* Requirement: Copy out every line of the material below word for word, but leave the pictures out.

Source data
· · · · ·

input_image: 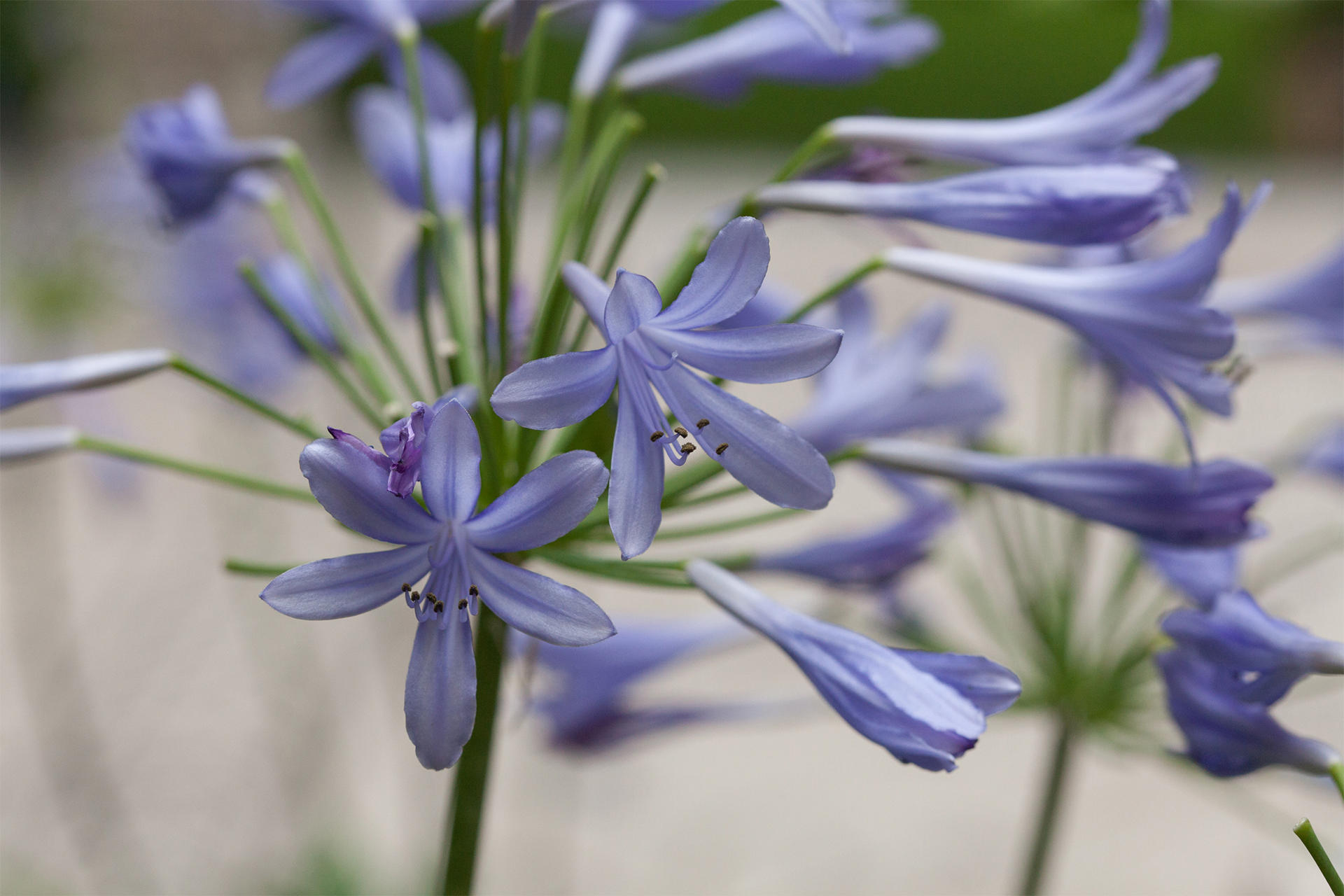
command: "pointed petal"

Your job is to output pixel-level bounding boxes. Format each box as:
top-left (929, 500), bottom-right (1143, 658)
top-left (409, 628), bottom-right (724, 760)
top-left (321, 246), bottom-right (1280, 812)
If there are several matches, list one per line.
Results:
top-left (260, 544), bottom-right (428, 620)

· · · · ·

* Task answer:
input_image: 
command: "pointed petal"

Your job is to output pixel-level bounding boxes. Format each box as:
top-left (929, 500), bottom-right (1143, 658)
top-left (409, 628), bottom-right (724, 760)
top-left (321, 246), bottom-right (1280, 812)
If there are several matches, list one per line.
Results:
top-left (260, 544), bottom-right (428, 620)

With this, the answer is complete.